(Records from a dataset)
====

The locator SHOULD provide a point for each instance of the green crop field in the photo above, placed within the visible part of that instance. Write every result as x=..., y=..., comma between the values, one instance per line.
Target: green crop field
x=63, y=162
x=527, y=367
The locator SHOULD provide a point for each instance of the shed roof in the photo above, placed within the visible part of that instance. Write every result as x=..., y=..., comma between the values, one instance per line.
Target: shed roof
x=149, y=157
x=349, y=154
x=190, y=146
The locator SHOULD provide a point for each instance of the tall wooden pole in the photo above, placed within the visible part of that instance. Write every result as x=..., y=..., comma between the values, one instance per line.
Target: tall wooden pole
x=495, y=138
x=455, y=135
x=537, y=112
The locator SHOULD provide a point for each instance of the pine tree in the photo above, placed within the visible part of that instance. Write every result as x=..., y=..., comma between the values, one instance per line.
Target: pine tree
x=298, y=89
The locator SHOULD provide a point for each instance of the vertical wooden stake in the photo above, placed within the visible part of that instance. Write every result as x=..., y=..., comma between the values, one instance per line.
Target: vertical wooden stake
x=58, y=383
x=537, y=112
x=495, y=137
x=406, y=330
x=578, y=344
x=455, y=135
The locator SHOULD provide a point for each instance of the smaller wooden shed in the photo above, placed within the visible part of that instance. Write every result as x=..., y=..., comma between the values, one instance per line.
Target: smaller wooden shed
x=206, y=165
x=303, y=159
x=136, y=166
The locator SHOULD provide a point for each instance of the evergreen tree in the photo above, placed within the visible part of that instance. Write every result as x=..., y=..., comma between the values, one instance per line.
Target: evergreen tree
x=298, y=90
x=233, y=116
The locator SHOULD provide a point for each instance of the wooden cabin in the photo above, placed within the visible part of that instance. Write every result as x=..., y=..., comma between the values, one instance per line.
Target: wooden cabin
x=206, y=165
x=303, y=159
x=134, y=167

====

• **WHAT TO WORK ON**
What's wanted is a faithful copy of each entry above.

• **COMPLETED EXERCISE**
The locator SHOULD provide a point for each instance of the green crop field in the photo above, placed within the visible part of that instance. Write every result as x=..., y=..., comma between the values, one instance per line.
Target: green crop field
x=63, y=162
x=527, y=367
The locator SHOULD provide a point for each instance of the shed roof in the photo above, placed within the visible part of that instance. Write every result as x=..., y=..., comma between the values, one instance per line.
Target: shed roof
x=149, y=157
x=349, y=154
x=190, y=146
The locator SHOULD provide a point for each instance of the tall wooden pole in the photo above, placed within the visible part of that instance. Write every result as x=..., y=..., comma between the values, one instance per line.
Target: tall wooden pole
x=495, y=138
x=455, y=135
x=537, y=112
The locator SHOULD provide a point for each instance of the pine tree in the photo above, placed within the visible part of that instance. Write every result as x=..., y=..., comma between the values, one instance per line.
Target: pine tree
x=298, y=89
The locator SHOULD provide a point for each instance of the vertical wooden stake in the photo above, placed within the visible part of that instance. Write every result as x=..., y=..., comma between the values, one instance per line.
Target: vertical wooden stake
x=58, y=383
x=537, y=112
x=495, y=137
x=406, y=330
x=578, y=344
x=455, y=135
The locator SHOULD provide a point for each instance of the smaller wooden shed in the photo above, placed within the visible part of that instance. Write every result as x=..., y=..., comma between the values, one instance per line.
Target: smaller wooden shed
x=206, y=165
x=303, y=159
x=136, y=166
The locator SHOULD provide a point for each instance of the evergreen tree in the photo above, placed within the visible part of that instance. Write every result as x=..., y=..., comma between the values, one instance per line.
Target: evergreen tree
x=298, y=90
x=233, y=116
The locator SHOULD provide a point for each instance of the wooden cabin in the photo above, placed within the visible part of that instance. Write every result as x=..., y=..., comma between the values, one instance per line.
Target: wooden cabin
x=206, y=165
x=303, y=159
x=134, y=167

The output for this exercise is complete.